Excerpted passage:
>> begin

Monday, June 18, 2018

Medieval crab recipes and 1723 recipes for crabs with dates, ginger, pistachios....


Nott in 1723 added all sorts of fruit, spices, nuts and veggies to 10 crab recipes: dates, grapes, oranges, barberries, gooseberries, ginger, mace, cinnamon, fennel, artichoke bottoms, asparagus, almond paste, pistachios, pine nuts, fried parsley, raw or hard egg yolks, wine, vinegar and butter.
Two Medieval crabbe recipes simply boiled or baked the crab then served it cold with vinegar; or with cinnamon, sugar, vinegar and butter upon a chaffing dish.

Crabbe or Lopster boiled.
Take a crabbe or a lopster, and stop him in þe vente with on hire clees, and seth him in water, and no salt; or elles stoppe him in þe same maner, and cast him in an oven, and bake him, and serue him forth colde. And his sauce is vinegre.
Two Fifteenth-Century Cookery-Books. Harleian MS. 279 & Harl. MS. 4016.
                     
To dresse a Crab.
First take awaie all the legges and heddes / and then take all the fisshe out of the shelle & make the shelle as clene as ye can and putte the meate in to a disshe and butter it upon a chafyng dishe of coles and putte there to sinamon and suger and a little vineger, and when ye have chafed it and seasoned it / then put the meate in the shelles again and bruse the heddes and set them upon the disshe side and serue it.
A Propre new booke of Cokery  1575

John Nott's  The Cooks and Confectioners Dictionary, 1723  --

To broil Crabs
Boil your Crabs in Water and Salt; beat Oil and Vinegar well together, lay your Crabs to steep in it; then lay them on a Gridiron over a gentle Fire; as they broil, baste them with Rosemary Branches: Serve them up with beaten Butter and Vinegar, or Oil and Vinegar, with the Rosemary Branches they were basted with.

To butter Crabs
Boil your Crabs, take the Meat out of their Bodies, and strain it with the Yolks of three or four hard Eggs, Claret-wine, Vinegar, Sugar, and beaten Cinnamon; then put it into a Pipkin with fresh Butter, and let it stew for a quarter of an Hour; then serve them up as before.

>> end

Exercise set:
• a. In the crab recipes post, what are the crabs basted with as they broil?
• b. Copy out the stretch of the crab recipes post from "Medieval crab recipes" through "vinegar and butter.".

Supplied information:
>> begin

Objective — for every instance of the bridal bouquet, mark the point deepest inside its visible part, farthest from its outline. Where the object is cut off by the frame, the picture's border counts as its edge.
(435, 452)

>> end

Complete answers:
• a. Rosemary branches.

• b.
Medieval crab recipes and 1723 recipes for crabs with dates, ginger, pistachios....


Nott in 1723 added all sorts of fruit, spices, nuts and veggies to 10 crab recipes: dates, grapes, oranges, barberries, gooseberries, ginger, mace, cinnamon, fennel, artichoke bottoms, asparagus, almond paste, pistachios, pine nuts, fried parsley, raw or hard egg yolks, wine, vinegar and butter.